> WORK ITEM: Set down every record below exactly as it stands, with the pictures omitted.

> RECORDS PROVIDED:
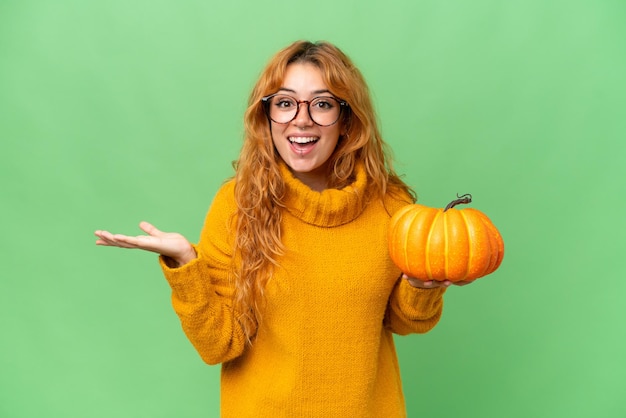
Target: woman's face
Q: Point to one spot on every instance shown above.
(305, 146)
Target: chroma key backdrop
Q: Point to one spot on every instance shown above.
(113, 112)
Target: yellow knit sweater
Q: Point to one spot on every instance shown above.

> SOLUTION FOR THIS EXERCISE:
Target: woman's face
Q: Point to one spot on every instance shown above.
(305, 146)
Target: chroma key backdrop
Q: Point to one spot on every instance shown above.
(113, 112)
Target: yellow knit sweater
Q: Point to one spot on every instance shown above.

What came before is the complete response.